-- start --

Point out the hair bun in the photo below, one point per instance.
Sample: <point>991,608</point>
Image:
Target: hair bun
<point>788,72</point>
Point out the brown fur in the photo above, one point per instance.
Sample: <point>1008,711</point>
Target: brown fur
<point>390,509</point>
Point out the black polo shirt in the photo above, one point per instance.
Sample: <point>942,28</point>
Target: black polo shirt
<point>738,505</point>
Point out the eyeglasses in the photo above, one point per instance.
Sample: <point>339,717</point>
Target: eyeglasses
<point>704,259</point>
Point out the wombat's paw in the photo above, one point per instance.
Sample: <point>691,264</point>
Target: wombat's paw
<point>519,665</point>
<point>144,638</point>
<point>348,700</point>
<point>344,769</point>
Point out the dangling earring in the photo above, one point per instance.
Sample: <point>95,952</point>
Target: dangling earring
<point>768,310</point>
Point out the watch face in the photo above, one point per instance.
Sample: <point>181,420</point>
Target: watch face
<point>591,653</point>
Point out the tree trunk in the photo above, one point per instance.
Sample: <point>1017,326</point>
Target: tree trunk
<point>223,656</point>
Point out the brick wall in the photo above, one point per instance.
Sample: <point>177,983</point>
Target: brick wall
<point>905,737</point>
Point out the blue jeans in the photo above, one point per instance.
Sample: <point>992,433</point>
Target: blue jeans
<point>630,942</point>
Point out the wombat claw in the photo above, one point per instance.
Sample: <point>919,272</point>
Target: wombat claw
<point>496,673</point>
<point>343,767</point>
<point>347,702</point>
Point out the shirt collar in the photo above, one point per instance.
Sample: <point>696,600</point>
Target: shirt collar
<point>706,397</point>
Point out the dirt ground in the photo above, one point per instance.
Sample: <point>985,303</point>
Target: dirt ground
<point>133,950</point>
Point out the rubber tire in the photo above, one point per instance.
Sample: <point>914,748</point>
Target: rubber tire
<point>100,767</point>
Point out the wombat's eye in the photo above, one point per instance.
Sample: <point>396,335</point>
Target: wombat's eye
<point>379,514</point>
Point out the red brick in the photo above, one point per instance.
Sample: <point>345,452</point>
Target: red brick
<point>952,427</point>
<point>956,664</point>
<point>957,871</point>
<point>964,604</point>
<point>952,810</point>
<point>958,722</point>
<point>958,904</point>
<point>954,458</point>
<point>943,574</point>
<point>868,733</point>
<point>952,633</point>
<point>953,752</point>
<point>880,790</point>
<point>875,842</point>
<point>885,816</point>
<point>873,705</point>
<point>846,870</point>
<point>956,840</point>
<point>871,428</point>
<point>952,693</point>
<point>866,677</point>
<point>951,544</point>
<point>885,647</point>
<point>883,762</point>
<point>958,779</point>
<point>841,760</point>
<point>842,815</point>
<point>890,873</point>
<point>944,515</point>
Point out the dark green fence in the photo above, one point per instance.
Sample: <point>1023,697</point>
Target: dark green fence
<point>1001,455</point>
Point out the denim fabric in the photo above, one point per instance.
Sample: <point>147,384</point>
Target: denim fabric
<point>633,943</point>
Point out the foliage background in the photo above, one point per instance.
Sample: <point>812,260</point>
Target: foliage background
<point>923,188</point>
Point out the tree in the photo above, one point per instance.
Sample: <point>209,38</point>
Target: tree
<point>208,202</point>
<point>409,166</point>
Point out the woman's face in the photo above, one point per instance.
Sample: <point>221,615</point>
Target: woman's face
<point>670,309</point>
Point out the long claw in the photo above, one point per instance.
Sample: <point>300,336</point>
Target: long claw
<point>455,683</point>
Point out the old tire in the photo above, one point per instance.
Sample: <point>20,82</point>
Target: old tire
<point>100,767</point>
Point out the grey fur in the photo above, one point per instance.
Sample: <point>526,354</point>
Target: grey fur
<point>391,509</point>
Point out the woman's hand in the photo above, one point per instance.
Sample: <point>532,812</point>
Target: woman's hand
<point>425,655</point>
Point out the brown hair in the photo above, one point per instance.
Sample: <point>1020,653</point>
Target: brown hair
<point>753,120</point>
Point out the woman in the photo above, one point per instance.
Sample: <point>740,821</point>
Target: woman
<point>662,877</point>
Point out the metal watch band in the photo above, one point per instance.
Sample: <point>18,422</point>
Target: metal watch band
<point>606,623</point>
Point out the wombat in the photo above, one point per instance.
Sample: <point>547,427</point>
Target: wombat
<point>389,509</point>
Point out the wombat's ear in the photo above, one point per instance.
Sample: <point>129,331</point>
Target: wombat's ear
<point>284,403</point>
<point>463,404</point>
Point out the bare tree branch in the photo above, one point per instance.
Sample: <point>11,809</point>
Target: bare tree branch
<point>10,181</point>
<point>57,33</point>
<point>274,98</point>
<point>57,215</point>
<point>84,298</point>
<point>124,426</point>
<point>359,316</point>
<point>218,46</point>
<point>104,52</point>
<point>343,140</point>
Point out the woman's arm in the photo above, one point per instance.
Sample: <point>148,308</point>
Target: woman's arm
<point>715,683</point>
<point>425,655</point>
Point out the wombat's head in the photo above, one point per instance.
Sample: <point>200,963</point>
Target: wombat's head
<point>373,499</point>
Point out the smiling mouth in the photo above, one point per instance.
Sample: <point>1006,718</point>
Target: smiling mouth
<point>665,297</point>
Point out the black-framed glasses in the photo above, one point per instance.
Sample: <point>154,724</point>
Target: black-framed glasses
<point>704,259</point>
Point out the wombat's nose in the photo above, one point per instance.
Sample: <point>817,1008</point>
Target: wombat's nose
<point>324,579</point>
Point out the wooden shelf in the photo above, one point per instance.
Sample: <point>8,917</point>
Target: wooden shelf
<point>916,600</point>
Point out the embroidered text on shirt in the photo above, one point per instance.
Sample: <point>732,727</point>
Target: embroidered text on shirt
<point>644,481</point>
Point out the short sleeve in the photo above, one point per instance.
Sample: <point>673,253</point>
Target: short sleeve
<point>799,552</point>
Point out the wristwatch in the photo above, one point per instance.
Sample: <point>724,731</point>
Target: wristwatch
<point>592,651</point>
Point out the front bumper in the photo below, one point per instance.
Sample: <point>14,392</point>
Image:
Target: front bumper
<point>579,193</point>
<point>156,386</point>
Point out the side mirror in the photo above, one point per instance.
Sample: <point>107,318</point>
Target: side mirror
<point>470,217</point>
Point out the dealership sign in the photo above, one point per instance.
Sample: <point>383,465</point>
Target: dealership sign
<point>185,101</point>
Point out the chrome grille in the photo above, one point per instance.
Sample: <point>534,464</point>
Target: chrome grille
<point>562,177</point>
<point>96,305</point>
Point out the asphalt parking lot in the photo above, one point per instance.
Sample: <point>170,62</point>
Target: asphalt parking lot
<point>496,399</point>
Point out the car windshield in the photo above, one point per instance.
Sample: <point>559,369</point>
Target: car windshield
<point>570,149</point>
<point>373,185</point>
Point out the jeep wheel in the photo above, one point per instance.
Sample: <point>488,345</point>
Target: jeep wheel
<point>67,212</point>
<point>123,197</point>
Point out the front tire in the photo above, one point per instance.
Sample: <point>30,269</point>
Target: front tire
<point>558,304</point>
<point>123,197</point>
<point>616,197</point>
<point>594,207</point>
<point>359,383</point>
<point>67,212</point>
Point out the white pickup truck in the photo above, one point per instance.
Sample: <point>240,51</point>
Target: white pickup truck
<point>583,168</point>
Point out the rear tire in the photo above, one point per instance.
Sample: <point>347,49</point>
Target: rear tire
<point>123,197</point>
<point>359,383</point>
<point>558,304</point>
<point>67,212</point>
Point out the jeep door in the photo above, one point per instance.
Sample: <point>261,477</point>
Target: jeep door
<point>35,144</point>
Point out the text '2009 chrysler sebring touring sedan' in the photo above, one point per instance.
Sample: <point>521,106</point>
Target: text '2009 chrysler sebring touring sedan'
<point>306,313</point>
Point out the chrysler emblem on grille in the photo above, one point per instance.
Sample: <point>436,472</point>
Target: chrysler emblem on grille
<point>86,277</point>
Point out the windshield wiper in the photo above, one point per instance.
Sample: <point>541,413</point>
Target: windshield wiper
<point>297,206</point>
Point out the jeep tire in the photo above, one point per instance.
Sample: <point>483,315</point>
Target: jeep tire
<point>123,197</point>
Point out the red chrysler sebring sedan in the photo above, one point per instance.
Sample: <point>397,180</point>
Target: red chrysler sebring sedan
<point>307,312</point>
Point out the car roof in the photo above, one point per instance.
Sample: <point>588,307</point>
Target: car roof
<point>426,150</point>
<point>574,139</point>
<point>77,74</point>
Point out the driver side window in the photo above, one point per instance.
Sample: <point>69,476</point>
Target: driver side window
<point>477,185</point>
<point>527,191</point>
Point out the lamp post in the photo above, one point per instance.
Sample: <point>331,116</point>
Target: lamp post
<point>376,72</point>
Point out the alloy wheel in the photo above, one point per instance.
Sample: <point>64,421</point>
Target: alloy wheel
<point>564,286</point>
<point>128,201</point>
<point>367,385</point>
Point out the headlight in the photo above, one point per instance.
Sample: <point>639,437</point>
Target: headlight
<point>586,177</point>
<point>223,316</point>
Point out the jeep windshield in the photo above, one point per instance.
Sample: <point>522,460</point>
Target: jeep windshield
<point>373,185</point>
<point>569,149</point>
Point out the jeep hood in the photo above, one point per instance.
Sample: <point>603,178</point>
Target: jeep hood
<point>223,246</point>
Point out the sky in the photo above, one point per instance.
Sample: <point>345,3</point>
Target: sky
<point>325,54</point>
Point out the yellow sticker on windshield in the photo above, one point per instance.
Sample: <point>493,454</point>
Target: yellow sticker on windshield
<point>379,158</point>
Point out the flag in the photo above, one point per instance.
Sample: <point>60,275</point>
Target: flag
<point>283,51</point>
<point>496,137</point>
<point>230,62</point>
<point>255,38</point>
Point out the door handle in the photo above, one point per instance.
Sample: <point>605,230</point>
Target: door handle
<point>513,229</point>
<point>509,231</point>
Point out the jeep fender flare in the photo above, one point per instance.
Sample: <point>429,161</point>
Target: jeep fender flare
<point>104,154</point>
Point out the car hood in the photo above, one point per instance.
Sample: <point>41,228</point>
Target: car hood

-- end --

= WORK TO DO =
Swap "Target" for "Label" in the lines from the one with "Point out the tree trunk" to the one with "<point>133,950</point>", both included. Give back only those lines, with nothing else changed.

= OUTPUT FOR THIS EXERCISE =
Point out the tree trunk in the photo above, one point per instance.
Sample: <point>1017,326</point>
Label: tree trunk
<point>223,656</point>
Point out the brick wall in the photo above, one point per instance.
Sample: <point>177,983</point>
Label: brick wall
<point>905,737</point>
Point out the blue jeans in the photo above, one point per instance.
Sample: <point>992,433</point>
Label: blue jeans
<point>630,942</point>
Point out the wombat claw in the photo above, one point per instance.
Sample: <point>919,272</point>
Label: wombat claw
<point>496,673</point>
<point>343,767</point>
<point>347,702</point>
Point out the shirt collar in the photo above, one point per instance.
Sample: <point>696,600</point>
Label: shirt collar
<point>706,397</point>
Point out the dirt ground in the photo above, one point per instance.
Sample: <point>985,303</point>
Label: dirt ground
<point>133,950</point>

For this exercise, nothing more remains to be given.